A emenda e o Supremo
Autor(es): Virgílio Afonso da Silva |
Valor Econômico - 03/05/2013 |
Na
semana passada, todos os holofotes estavam apontados para a Câmara dos
Deputados, que discutia uma proposta de emenda constitucional (PEC) que,
segundo muitos, é flagrantemente inconstitucional, por ferir a
separação de poderes. Contudo, a decisão mais inquietante, em vários
sentidos, inclusive em relação à própria separação de poderes, estava
sendo tomada no prédio ao lado, no Supremo Tribunal Federal (STF).
No dia seguinte, nas
primeiras páginas dos jornais, o grande vilão, como sempre, foi o poder
Legislativo. A PEC analisada na Comissão de Constituição, Justiça e
Cidadania (CCJ) da Câmara é polêmica, com certeza. Sua
constitucionalidade é questionável, não há dúvidas. Mas, do ponto de
vista jurídico, da separação de poderes e do direito comparado, a
decisão do STF, que bloqueou o debate no Senado sobre as novas regras de
acesso dos partidos políticos à TV e ao fundo partidário, é muito mais
chocante.
O ponto mais polêmico
da PEC é a exigência de que uma decisão do STF que declare a
inconstitucionalidade de uma emenda constitucional seja analisada pelo
Congresso Nacional, o qual, se a ela se opuser, deverá enviar o caso a
consulta popular.
Ministro decidiu que o Senado não poderia deliberar sobre um projeto de lei porque ele não concorda com o teor
É
quase um consenso entre juristas que um tribunal constitucional ou uma
suprema corte, como é o caso do STF, deve ter a última palavra na
interpretação da constituição e na análise da compatibilidade das leis
ordinárias com a constituição. Mas muito menos consensual é a extensão
desse raciocínio para o caso das emendas constitucionais. Nos EUA, por
exemplo, emendas à constituição não são controladas pelo Judiciário. A
ideia é simples: se a própria constituição é alterada, não cabe à
Suprema Corte analisar se o novo texto é compatível com o texto antigo.

Material de apoio:

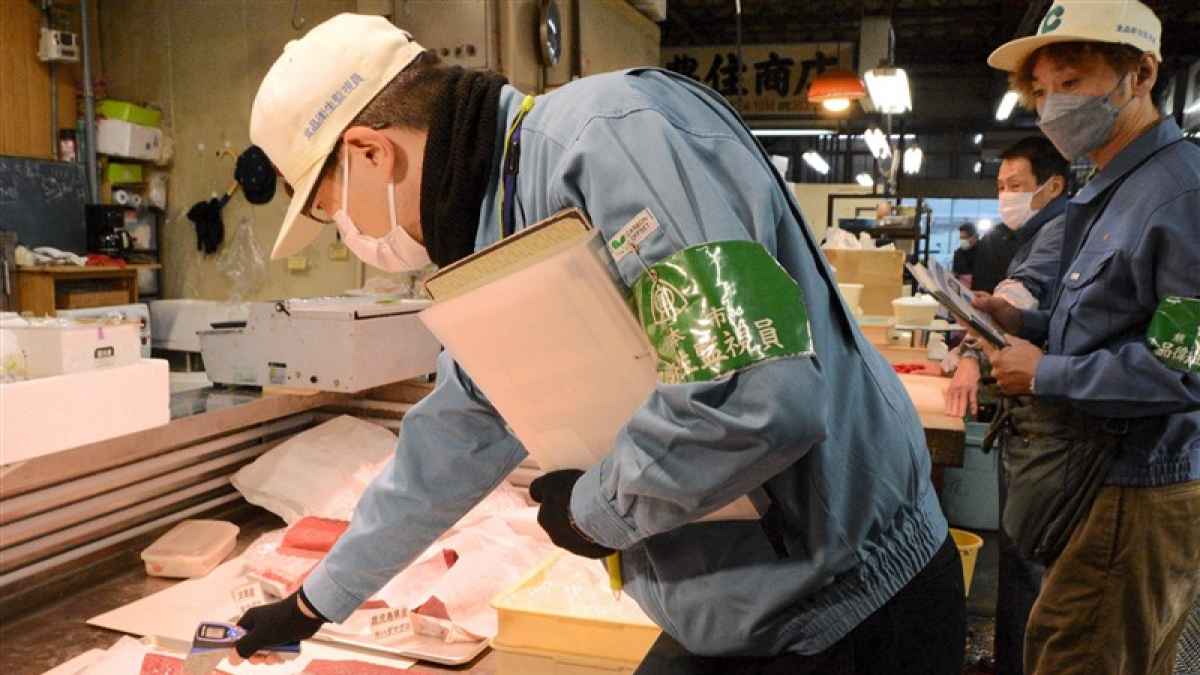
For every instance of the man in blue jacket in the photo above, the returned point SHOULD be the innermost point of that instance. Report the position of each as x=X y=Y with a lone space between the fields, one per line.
x=852 y=571
x=1117 y=596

Exercício 1: No artigo sobre a emenda e o Supremo, que debate no Senado foi bloqueado pela decisão do STF?
Exercício 2: Retome o artigo sobre a emenda e o Supremo a partir do ponto em que ele para e escreva a continuação.

Resposta escrita 1: O debate sobre as novas regras de acesso dos partidos políticos à TV e ao fundo partidário.

Resposta escrita 2:
Isso quem decide é povo, por meio de seus representantes. Mesmo no caso
do controle de leis ordinárias, há exemplos que relativizam o "quase
consenso" mencionado acima, como é o caso do Canadá, cujo Parlamento não
apenas pode anular uma decisão contrária da Suprema Corte, como também
imunizar uma lei por determinado período de tempo contra novas decisões
do Judiciário.
Não há dúvidas de que
o caso brasileiro é diferente. A constituição brasileira possui normas
que não podem ser alteradas nem mesmo por emendas constitucionais, as
chamadas cláusulas pétreas. Mas não me parece que seja necessário entrar
nesse complexo debate de direito constitucional, já que o intuito não é
defender a decisão da CCJ, cuja conveniência e oportunidade são
discutíveis.
Neste momento em que o
Legislativo passa por uma séria crise de legitimidade, não parece ser a
hora de tentar recuperá-la da forma como se tentou. Tampouco quero
defender a constitucionalidade da PEC no seu todo. O que pretendi até
aqui foi apenas apontar que, embora extremamente polêmica, a proposta é
menos singular do que muitos pretenderam fazer crer.
Já a decisão do
ministro Gilmar Mendes, tomada na mesma data e que mereceu muito menos
atenção da imprensa, é algo que parece não ter paralelo na história do
STF e na experiência internacional. Ao bloquear o debate sobre as novas
regras partidárias, Gilmar Mendes simplesmente decidiu que o Senado não
poderia deliberar sobre um projeto de lei porque ele, Gilmar Mendes, não
concorda com o teor do projeto. Em termos muito simples, foi isso o que
aconteceu. Embora em sua decisão ele procure mostrar que o STF tem o
dever de zelar pelo "devido processo legislativo", sua decisão não tem
nada a ver com essa questão. Os precedentes do STF e as obras de autores
brasileiros e estrangeiros que o ministro cita não têm relação com o
que ele de fato decidiu. Sua decisão foi, na verdade, sobre a questão de
fundo, não sobre o procedimento. Gilmar Mendes não conseguiu apontar
absolutamente nenhum problema procedimental, nenhum desrespeito ao
processo legislativo por parte do Senado. O máximo que ele conseguiu foi
afirmar que o processo teria sido muito rápido e aparentemente
casuístico. Mas, desde que respeitadas as regras do processo
legislativo, o quão rápido um projeto é analisado é uma questão
política, não jurídica. Não cabe ao STF ditar o ritmo do processo
legislativo.
Sua decisão apoia-se
em uma única e singela ideia, que pode ser resumida pelo argumento "se o
projeto for aprovado, ele será inconstitucional pelas razões a, b e c".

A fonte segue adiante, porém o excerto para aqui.